— Page —

<<<<

The most integral and supportive relationships are often the most unassuming. Ecologist, Sara Wickham, studies the often overlooked but incredibly crucial role of sea wrack, or dead, washed-ashore seaweed, on Pacific Northwest food webs. Seemingly humble, sea wrack provides nutrient subsidies to terrestrial ecosystems that could change the way we think about island ecology. Only with the knowledge of these complex, deeply dependant, and perpetually fluctuating ecosystems can we begin to understand the fragility and connectivity of their symbiotic relationship.

Sara Wickham is a student at UVIC and is conducting this research through the Hakai Institute.
Interview and text: Brynn Catherine McNab

FCLTY: So I looked up your research station and must say it is ridiculously remote and incredibly beautiful. Can you tell us about your research and the 100 Islands Project?

My research takes place on the central coast of British Columbia, Canada in and around an area called the Hakai Lúxvbálís Conservancy—its sexy name being, the “Great Bear Rainforest”. This beautiful territory is a remote, exposed, boat-access only region. My team and I spend our summers based out of a research station on Calvert Island from which we take 12-14 day camping trips to nearby island archipelagos to conduct biodiversity surveys.

The broad goal of the project is to investigate how Island Biogeography (IB) theory is affected by ecosystem subsidies. To do this we are surveying 100 islands (hence the project’s name) for terrestrial plants, invertebrates, songbirds, mammals, and sea wrack.

FCLTY: That sounds like a great way to spend the summer. Can you tell us more about ecosystem subsidies and the role of sea wrack in nutrient transfer?

Ecosystem subsidies refers to the transfer of organisms or nutrients across environmental boundaries, to the advantage of a resident population or populations. On the central coast of British Columbia, the terrestrial environment has the potential to be heavily subsidized by marine nutrients. Nitrogen rich bird guano, spawning salmon, intertidal invertebrates, and herring eggs are all deposited and/or consumed by terrestrial animals. However, these sources of marine nutrients can be highly seasonal events and occur in very localized areas.

A more consistently available source, both seasonally and spatially, are dead seaweeds (aka sea wrack) that have washed up on shorelines.

>>>>

[Coordinate annotation listing]
<<<<

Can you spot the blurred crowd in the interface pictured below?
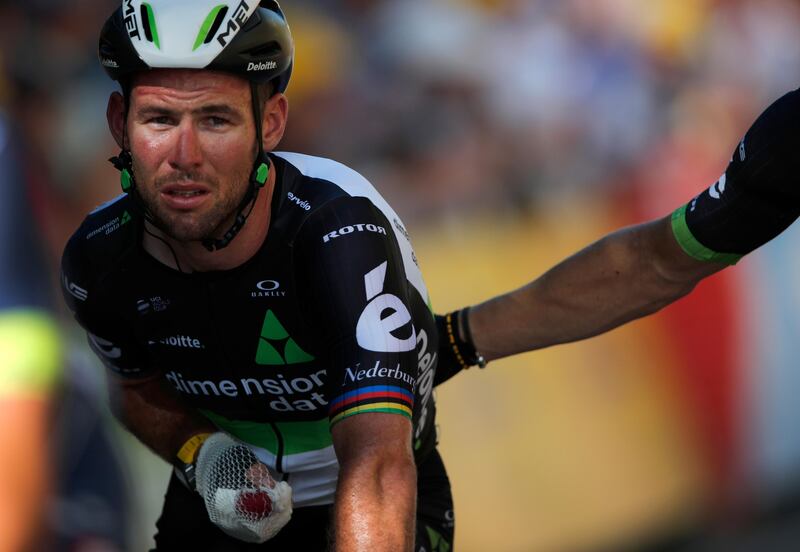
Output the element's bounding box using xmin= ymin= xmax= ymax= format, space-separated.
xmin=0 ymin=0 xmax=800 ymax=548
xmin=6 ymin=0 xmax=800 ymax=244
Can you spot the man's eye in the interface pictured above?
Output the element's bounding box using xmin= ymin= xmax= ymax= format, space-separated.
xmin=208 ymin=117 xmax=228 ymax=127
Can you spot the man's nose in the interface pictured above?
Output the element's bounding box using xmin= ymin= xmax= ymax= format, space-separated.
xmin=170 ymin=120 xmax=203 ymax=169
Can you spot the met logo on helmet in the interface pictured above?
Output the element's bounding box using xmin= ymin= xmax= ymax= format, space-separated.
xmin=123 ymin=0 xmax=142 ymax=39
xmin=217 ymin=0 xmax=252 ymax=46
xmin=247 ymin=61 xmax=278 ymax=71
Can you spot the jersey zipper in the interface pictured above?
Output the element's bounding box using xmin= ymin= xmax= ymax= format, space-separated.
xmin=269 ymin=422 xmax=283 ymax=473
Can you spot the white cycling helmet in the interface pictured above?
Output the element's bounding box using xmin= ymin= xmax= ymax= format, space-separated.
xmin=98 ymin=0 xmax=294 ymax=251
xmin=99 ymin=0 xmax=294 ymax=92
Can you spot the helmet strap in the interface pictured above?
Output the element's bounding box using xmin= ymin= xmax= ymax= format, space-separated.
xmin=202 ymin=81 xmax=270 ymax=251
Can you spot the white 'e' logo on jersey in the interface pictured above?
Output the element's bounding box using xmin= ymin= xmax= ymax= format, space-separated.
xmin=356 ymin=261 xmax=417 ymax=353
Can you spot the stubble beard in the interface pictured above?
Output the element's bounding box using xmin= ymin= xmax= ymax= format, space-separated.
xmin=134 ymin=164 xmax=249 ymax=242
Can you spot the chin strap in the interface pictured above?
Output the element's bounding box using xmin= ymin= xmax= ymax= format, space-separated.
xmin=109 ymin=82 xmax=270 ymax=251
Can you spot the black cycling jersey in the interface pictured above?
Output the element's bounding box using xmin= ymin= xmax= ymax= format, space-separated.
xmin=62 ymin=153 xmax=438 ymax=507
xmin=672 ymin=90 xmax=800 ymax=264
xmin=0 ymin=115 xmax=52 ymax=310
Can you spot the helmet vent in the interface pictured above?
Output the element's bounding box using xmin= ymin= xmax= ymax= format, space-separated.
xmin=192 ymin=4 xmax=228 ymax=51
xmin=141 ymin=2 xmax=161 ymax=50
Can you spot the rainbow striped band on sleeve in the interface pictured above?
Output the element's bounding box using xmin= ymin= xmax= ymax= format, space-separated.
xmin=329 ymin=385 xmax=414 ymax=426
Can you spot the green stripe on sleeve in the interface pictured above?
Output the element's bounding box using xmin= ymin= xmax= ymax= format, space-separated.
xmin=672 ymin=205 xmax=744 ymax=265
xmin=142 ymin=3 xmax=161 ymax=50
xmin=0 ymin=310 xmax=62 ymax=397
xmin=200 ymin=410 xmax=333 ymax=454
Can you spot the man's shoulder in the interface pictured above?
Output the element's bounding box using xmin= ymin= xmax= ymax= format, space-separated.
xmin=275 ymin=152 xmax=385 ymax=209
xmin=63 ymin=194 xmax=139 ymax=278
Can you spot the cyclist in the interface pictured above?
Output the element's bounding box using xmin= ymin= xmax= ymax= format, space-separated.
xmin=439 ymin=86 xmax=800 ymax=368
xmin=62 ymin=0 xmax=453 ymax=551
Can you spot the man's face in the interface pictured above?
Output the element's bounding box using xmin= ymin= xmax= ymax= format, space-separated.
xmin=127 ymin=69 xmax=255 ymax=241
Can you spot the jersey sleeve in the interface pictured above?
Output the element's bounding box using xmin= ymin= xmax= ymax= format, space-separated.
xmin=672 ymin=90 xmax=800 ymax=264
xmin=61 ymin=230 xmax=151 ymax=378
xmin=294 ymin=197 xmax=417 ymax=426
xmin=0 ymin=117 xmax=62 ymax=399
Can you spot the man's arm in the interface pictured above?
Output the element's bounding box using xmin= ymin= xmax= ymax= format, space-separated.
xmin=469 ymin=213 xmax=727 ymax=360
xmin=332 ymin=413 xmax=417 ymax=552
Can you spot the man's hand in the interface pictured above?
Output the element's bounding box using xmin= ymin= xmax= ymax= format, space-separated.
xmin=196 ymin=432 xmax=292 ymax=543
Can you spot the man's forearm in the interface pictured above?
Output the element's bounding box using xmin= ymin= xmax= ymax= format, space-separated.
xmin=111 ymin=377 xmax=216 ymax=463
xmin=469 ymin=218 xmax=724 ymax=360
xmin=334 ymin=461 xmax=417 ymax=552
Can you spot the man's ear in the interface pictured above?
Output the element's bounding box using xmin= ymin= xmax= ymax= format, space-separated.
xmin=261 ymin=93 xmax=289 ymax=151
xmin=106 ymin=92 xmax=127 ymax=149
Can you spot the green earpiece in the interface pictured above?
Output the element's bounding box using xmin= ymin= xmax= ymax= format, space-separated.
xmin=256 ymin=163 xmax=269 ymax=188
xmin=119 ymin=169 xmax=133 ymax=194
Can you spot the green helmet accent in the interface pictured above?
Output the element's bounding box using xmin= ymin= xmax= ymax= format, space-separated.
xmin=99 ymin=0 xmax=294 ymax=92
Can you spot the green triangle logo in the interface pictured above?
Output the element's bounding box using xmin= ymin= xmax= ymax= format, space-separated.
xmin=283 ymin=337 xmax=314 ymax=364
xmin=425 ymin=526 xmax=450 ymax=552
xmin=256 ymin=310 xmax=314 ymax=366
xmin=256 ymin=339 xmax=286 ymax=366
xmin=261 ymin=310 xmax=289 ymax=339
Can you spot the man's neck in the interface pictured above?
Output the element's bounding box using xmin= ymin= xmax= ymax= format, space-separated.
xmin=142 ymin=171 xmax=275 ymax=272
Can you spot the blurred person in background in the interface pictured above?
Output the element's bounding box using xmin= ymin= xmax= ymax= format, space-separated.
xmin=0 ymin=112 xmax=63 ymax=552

>>>>
<<<<

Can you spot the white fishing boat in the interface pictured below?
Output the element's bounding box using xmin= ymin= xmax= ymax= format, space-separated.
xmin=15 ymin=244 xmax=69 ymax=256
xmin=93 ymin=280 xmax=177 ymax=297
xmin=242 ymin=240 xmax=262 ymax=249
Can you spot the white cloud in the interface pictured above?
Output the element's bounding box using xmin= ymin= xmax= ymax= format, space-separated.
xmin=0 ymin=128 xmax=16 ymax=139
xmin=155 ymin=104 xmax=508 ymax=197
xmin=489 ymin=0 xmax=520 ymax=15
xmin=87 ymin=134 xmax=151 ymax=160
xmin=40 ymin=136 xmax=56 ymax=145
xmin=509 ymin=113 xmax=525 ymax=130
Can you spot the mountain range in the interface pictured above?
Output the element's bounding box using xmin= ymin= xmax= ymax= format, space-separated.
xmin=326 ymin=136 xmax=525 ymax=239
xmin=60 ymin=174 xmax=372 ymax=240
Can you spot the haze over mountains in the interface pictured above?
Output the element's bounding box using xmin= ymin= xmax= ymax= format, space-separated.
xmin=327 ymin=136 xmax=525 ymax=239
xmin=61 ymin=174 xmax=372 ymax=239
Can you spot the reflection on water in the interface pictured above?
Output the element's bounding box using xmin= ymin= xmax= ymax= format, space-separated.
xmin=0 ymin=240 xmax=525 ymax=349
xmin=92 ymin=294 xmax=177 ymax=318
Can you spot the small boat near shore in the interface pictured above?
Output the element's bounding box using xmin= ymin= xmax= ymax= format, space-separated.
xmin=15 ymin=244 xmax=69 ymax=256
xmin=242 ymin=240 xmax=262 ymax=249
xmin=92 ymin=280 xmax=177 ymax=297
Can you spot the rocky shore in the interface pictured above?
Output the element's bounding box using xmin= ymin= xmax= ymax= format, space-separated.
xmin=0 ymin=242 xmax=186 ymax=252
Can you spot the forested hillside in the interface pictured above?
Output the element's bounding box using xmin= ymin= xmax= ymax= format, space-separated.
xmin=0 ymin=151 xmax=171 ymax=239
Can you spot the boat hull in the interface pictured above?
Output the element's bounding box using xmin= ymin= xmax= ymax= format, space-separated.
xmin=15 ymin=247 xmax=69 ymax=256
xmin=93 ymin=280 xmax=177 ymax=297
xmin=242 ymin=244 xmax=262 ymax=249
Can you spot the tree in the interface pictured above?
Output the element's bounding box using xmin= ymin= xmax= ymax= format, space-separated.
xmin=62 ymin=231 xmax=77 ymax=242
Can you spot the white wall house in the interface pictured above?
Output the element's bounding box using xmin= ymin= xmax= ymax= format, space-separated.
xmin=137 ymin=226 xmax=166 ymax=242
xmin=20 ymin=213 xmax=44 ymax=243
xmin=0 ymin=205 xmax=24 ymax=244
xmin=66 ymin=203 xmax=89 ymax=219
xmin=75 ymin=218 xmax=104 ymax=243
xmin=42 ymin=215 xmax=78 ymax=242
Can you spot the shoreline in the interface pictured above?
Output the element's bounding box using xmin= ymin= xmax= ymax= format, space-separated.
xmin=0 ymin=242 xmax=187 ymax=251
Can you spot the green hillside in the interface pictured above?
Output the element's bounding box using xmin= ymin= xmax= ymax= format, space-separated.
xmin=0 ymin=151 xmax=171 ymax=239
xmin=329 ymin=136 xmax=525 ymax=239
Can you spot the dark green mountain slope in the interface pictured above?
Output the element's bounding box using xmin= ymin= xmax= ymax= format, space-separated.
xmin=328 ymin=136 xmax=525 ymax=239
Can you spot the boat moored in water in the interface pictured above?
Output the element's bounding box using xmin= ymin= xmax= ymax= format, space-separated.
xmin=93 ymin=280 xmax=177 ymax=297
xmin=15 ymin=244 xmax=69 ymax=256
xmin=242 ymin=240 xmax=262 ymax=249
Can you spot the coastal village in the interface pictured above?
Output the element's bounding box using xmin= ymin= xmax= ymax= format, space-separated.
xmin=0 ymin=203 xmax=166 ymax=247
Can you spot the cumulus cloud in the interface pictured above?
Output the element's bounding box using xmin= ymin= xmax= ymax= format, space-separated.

>>>>
<<<<

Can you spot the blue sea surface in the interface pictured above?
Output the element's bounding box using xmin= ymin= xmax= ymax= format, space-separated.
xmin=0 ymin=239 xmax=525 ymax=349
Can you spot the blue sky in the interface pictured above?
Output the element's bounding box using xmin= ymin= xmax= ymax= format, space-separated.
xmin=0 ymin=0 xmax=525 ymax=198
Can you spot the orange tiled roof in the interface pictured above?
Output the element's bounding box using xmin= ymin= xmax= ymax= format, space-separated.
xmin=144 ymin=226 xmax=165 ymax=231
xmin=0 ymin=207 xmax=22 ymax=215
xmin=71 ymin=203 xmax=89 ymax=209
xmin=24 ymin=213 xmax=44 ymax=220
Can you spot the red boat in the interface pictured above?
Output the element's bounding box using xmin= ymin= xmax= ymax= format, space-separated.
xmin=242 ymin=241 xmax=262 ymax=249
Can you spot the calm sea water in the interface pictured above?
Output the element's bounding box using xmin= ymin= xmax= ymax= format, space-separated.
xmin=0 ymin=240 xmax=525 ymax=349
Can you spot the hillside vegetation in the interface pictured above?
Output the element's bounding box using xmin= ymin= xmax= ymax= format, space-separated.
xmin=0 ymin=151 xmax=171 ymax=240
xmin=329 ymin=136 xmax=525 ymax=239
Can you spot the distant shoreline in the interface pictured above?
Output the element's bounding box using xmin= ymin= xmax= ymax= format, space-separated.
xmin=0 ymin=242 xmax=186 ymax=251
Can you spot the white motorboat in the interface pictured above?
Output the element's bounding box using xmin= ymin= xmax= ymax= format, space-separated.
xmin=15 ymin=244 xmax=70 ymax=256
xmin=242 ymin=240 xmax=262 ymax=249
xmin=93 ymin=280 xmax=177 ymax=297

>>>>

— Task set —
1. Using the sea wrack interview, decide whether each statement agrees with it: (a) the research team is based at a station on Calvert Island; (b) the project surveys 50 islands; (c) spawning salmon are described as a source of marine nutrients available all year. Answer yes or no for each and quote the words of the interview that decide it.
2. Pick up the sea wrack interview where it stops and write the next part.

— Expected answers —
1.
(a) Yes: "My team and I spend our summers based out of a research station on Calvert Island"
(b) No: "we are surveying 100 islands (hence the project’s name)"
(c) No: "these sources of marine nutrients can be highly seasonal events and occur in very localized areas"

2.
Sea wrack is an overlooked but hugely important component of BC’s terrestrial food webs. It is the main food and habitat food resource for amphipods, wrack flies, and coleopteran beetles, which in turn are eaten by birds, mice, shrews, minks, black bears, wolves and many more.

One of the more famous ecosystem subsidies in the Pacific Northwest is the migration of salmon from the ocean to their freshwater natal streams. The salmon carcasses (which are chalk full of marine-derived Nitrogen) fertilize terrestrial plants and feed a vast amount of terrestrial mammals, birds, and invertebrates. However, salmon spawn and die in freshwater streams—not many of which exist on the small islands we study. Sea wrack, on the other hand, is found consistently throughout the 100 Islands study region. They only differ in species composition depending on where you are and what time of year it is.

FCTLY: I never realized dead sea weed was such an integral component of nutrient transfer between ecosystems. What’s your favourite aspect of your research focus?

Overall I feel passionate about my research because I believe it exemplifies the pervasiveness of interconnectivity between ecosystems. The reality is that the health of the terrestrial environment is entirely dependent on the health of the marine environment, and vice versa.

Using something as banal as rotting seaweeds to highlight this dependency seems to me like a fantastic way to reiterate the narrative of ecosystem connectivity.

FCLTY: I really enjoy how the relationships of this inter-ecosystem narrative are unexpected but incredibly rich. What about in reverse? How do the terrestrial environments benefit the oceans?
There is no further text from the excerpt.